Exercise aim -
Gather every line in the records below that contains the string "dune" and copy each one in full.

-=-=-

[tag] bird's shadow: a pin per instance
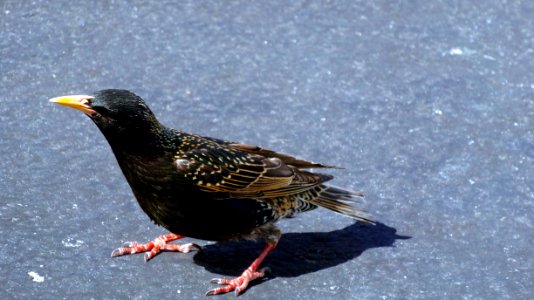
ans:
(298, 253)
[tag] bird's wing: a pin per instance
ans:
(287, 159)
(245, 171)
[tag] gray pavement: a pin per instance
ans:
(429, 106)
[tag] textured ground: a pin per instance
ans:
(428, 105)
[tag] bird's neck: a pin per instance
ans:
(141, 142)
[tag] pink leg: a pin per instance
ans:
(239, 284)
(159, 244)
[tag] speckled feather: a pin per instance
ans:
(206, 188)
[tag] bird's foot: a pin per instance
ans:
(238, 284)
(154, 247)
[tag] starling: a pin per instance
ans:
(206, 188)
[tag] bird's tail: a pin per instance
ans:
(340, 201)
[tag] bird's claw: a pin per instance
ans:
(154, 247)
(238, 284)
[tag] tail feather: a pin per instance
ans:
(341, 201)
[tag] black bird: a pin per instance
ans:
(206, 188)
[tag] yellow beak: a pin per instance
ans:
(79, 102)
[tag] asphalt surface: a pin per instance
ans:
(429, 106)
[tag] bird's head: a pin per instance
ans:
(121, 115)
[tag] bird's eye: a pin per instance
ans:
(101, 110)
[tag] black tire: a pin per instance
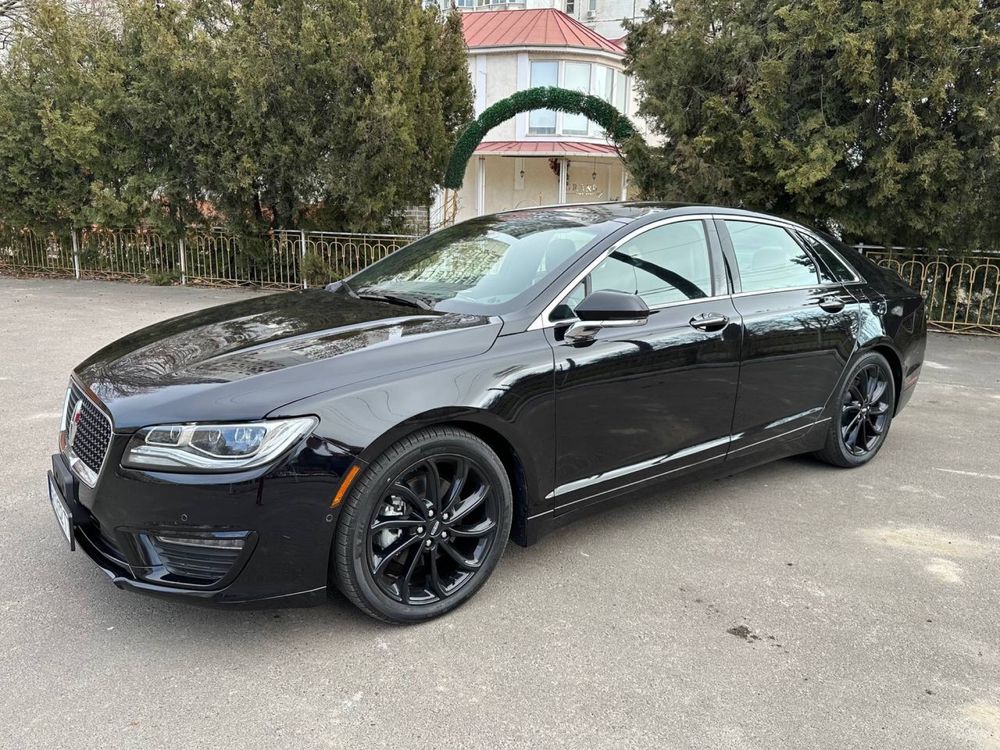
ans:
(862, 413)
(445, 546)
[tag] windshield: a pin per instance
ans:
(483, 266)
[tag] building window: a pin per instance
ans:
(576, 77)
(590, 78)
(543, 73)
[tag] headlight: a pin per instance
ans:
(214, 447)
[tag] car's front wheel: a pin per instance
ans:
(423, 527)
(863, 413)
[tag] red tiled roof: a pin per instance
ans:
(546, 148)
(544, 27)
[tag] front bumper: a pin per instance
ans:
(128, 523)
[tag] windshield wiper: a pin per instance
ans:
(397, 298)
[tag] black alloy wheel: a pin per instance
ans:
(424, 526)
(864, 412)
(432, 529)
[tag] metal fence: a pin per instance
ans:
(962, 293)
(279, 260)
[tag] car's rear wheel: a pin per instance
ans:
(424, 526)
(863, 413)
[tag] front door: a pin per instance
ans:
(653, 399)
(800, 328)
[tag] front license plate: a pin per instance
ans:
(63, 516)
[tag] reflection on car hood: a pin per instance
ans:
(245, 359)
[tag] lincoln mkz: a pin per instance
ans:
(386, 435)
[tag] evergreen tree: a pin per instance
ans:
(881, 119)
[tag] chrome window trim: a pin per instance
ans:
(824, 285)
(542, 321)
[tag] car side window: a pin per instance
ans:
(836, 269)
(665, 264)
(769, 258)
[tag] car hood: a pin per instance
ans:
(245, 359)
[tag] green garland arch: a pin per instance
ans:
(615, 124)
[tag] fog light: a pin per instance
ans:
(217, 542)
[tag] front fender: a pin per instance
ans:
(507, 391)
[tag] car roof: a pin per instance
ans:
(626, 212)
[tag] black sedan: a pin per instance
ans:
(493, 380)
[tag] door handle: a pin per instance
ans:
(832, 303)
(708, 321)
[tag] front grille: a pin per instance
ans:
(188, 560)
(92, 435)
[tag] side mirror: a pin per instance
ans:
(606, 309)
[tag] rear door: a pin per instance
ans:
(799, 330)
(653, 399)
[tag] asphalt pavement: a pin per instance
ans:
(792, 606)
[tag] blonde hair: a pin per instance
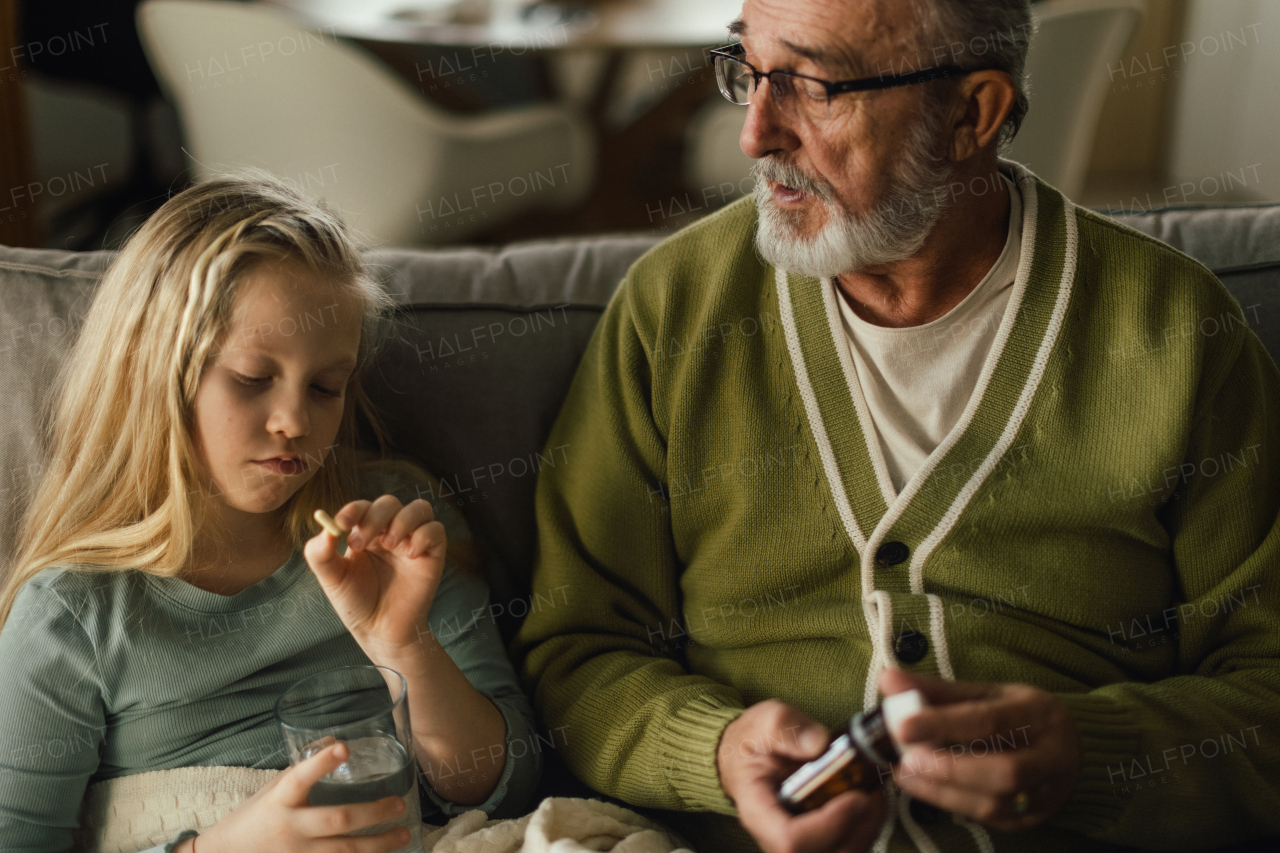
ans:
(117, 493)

-=-=-

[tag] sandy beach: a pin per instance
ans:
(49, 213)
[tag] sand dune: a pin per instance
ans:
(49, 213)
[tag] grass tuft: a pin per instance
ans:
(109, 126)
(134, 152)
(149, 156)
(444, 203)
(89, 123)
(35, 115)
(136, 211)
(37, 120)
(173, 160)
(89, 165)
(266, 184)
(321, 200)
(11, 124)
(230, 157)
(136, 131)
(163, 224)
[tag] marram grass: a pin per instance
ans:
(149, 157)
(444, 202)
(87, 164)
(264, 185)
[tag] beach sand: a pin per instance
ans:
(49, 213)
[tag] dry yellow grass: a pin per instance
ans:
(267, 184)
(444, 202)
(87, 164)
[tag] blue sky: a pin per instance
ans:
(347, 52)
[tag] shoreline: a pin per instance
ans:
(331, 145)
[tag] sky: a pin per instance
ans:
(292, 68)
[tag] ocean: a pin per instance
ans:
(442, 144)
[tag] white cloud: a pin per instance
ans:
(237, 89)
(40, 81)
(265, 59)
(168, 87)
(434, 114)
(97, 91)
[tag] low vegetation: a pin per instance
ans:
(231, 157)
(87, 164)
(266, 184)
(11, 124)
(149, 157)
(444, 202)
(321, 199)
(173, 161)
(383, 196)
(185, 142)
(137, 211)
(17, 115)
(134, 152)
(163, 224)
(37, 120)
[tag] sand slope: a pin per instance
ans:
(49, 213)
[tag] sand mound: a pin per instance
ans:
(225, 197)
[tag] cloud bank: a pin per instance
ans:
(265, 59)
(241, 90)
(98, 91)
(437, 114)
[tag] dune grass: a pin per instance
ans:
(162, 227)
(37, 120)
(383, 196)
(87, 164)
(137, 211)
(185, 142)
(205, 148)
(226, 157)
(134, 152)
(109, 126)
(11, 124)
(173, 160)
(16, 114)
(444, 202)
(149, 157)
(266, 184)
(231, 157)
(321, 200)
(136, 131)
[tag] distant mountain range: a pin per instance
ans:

-=-=-

Answer to the problem -
[tag] sand dune: a pin per instance
[tag] dune grass: a pin per instance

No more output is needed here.